- How to complete this task
The listing below must be given again in full, exactly.

[Supplied material — start]

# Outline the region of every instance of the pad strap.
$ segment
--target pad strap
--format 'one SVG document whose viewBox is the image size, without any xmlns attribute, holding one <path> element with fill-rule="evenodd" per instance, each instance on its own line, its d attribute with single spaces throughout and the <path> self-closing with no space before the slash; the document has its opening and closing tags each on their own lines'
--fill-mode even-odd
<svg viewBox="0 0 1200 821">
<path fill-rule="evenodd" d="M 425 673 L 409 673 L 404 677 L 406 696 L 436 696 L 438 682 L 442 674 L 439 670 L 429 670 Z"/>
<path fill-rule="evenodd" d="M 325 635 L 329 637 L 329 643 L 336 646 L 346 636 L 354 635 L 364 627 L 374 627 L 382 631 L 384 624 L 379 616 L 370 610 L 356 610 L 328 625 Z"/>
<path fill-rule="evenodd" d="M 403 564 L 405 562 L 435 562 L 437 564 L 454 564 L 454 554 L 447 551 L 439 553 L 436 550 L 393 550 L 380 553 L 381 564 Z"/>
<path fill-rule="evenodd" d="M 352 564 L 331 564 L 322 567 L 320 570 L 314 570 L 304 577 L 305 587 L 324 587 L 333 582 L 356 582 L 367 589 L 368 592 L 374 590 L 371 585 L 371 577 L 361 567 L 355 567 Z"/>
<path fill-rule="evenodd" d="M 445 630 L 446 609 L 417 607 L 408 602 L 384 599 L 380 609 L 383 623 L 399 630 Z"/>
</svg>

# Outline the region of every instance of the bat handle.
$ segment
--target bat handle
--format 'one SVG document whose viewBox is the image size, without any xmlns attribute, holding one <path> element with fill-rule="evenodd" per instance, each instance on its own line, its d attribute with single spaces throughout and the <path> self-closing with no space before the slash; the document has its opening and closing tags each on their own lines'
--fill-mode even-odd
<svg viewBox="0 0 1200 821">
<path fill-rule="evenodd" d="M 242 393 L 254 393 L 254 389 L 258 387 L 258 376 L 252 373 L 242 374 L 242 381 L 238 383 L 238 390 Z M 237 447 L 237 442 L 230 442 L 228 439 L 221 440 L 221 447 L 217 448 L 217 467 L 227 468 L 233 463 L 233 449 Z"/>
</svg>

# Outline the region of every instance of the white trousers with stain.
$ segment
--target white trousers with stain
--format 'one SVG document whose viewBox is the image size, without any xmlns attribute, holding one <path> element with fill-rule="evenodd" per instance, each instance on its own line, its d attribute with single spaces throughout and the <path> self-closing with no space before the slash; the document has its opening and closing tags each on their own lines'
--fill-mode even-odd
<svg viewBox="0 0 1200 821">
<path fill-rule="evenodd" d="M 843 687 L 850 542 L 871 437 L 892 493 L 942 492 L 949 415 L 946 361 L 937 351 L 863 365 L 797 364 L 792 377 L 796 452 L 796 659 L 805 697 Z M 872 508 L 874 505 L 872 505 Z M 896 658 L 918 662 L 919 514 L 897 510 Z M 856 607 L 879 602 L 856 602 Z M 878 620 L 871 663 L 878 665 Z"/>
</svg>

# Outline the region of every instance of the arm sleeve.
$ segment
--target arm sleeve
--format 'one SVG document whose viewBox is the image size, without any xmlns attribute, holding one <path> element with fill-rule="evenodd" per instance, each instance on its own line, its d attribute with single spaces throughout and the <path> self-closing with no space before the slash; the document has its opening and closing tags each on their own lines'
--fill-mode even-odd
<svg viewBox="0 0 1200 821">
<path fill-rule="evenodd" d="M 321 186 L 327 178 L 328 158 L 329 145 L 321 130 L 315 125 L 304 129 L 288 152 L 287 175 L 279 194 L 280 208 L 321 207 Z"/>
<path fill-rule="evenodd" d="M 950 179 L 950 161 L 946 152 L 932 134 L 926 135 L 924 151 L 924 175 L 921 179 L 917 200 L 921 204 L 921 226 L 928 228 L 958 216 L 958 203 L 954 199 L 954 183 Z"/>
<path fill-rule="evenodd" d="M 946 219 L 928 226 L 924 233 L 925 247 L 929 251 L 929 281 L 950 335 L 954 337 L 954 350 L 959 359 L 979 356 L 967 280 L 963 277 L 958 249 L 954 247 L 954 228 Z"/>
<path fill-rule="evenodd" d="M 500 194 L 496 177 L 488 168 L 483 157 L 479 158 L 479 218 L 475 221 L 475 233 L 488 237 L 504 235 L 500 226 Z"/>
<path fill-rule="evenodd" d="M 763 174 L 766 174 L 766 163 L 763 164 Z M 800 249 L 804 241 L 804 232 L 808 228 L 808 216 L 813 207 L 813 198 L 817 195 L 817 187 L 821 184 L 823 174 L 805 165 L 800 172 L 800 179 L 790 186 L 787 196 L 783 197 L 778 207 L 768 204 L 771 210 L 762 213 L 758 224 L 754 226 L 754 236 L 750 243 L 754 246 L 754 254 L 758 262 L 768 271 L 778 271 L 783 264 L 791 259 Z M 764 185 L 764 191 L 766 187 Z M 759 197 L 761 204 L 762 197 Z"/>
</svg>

[Supplied material — finish]

- Response
# Outline the region of every instance of the pad strap.
$ segment
--target pad strap
--format 'one SVG document whose viewBox is the image size, without any xmlns attribute, holding one <path> element with fill-rule="evenodd" per instance, each instance on its own line, its d attribute with single spaces throughout and the <path> self-closing with no space before the slash; the document has its opening and closing tags each on their own lines'
--fill-mode even-odd
<svg viewBox="0 0 1200 821">
<path fill-rule="evenodd" d="M 425 673 L 409 673 L 404 677 L 406 696 L 436 696 L 438 682 L 442 674 L 439 670 L 429 670 Z"/>
<path fill-rule="evenodd" d="M 325 635 L 329 637 L 329 643 L 336 646 L 346 636 L 354 635 L 364 627 L 374 627 L 382 631 L 384 624 L 379 616 L 370 610 L 356 610 L 328 625 Z"/>
<path fill-rule="evenodd" d="M 403 564 L 405 562 L 435 562 L 437 564 L 454 564 L 454 554 L 447 551 L 439 553 L 436 550 L 393 550 L 380 553 L 381 564 Z"/>
<path fill-rule="evenodd" d="M 352 564 L 331 564 L 322 567 L 320 570 L 314 570 L 304 577 L 305 587 L 324 587 L 333 582 L 356 582 L 367 589 L 368 592 L 374 590 L 371 585 L 371 577 L 361 567 L 355 567 Z"/>
<path fill-rule="evenodd" d="M 445 630 L 446 609 L 417 607 L 408 602 L 384 599 L 380 609 L 383 623 L 399 630 Z"/>
</svg>

# Outline the region of every instance of the bat handle.
$ segment
--target bat handle
--format 'one SVG document whose viewBox is the image size, without any xmlns attribute, holding one <path> element with fill-rule="evenodd" per instance, each instance on its own line, its d attribute with single spaces throughout and the <path> self-closing with no space before the slash; the document has its opening and closing tags each on their own lines'
--fill-mode even-odd
<svg viewBox="0 0 1200 821">
<path fill-rule="evenodd" d="M 242 393 L 254 393 L 254 389 L 258 387 L 258 376 L 252 373 L 242 374 L 242 381 L 238 383 L 238 390 Z M 237 447 L 237 442 L 230 442 L 228 439 L 221 440 L 221 447 L 217 448 L 217 467 L 227 468 L 233 463 L 233 449 Z"/>
</svg>

# Outline the region of every instance of the white trousers with stain.
$ segment
--target white trousers with stain
--format 'one SVG document whose viewBox is the image size, without any xmlns attribute, holding one <path> element with fill-rule="evenodd" per instance, each instance on its own line, its d attribute with single spaces throughout and the <path> self-closing with no space before the slash; the document has its opening and closing tags each on their own lines'
--fill-mode even-odd
<svg viewBox="0 0 1200 821">
<path fill-rule="evenodd" d="M 843 687 L 850 542 L 871 437 L 892 493 L 942 492 L 949 415 L 946 361 L 937 351 L 863 365 L 797 364 L 792 377 L 796 452 L 796 659 L 805 697 Z M 872 508 L 874 505 L 872 505 Z M 896 658 L 918 662 L 919 514 L 897 510 Z M 856 607 L 879 602 L 856 602 Z M 878 620 L 871 663 L 878 665 Z"/>
</svg>

# Outline the region of every instance of the arm sleeve.
$ segment
--target arm sleeve
--format 'one SVG document whose viewBox is the image size, without any xmlns attribute, holding one <path> element with fill-rule="evenodd" per instance, each instance on its own line, its d attribute with single spaces throughout and the <path> self-closing with no space before the slash; the document has its opening and closing tags each on their own lines'
--fill-mode even-odd
<svg viewBox="0 0 1200 821">
<path fill-rule="evenodd" d="M 321 186 L 327 178 L 328 158 L 329 145 L 321 130 L 315 125 L 304 129 L 288 152 L 287 175 L 279 194 L 280 208 L 321 207 Z"/>
<path fill-rule="evenodd" d="M 950 179 L 950 161 L 946 152 L 932 134 L 926 135 L 924 151 L 924 175 L 921 179 L 917 200 L 921 204 L 921 226 L 928 228 L 958 216 L 958 203 L 954 199 L 954 183 Z"/>
<path fill-rule="evenodd" d="M 946 219 L 928 226 L 924 233 L 925 247 L 929 251 L 929 281 L 950 335 L 954 337 L 954 350 L 959 359 L 979 356 L 967 280 L 963 277 L 958 249 L 954 247 L 954 228 Z"/>
<path fill-rule="evenodd" d="M 500 194 L 496 177 L 488 168 L 483 157 L 479 158 L 479 218 L 475 221 L 475 233 L 488 237 L 504 235 L 500 226 Z"/>
<path fill-rule="evenodd" d="M 763 174 L 766 174 L 766 163 L 763 164 Z M 800 249 L 804 241 L 804 232 L 808 228 L 808 216 L 813 207 L 813 198 L 817 195 L 817 187 L 821 184 L 823 174 L 805 165 L 800 172 L 800 179 L 790 186 L 787 196 L 783 197 L 778 207 L 768 204 L 771 210 L 762 213 L 758 224 L 754 226 L 754 236 L 750 243 L 754 246 L 754 254 L 758 262 L 768 271 L 778 271 L 783 264 L 791 259 Z M 764 185 L 764 191 L 766 187 Z M 759 197 L 761 204 L 762 197 Z"/>
</svg>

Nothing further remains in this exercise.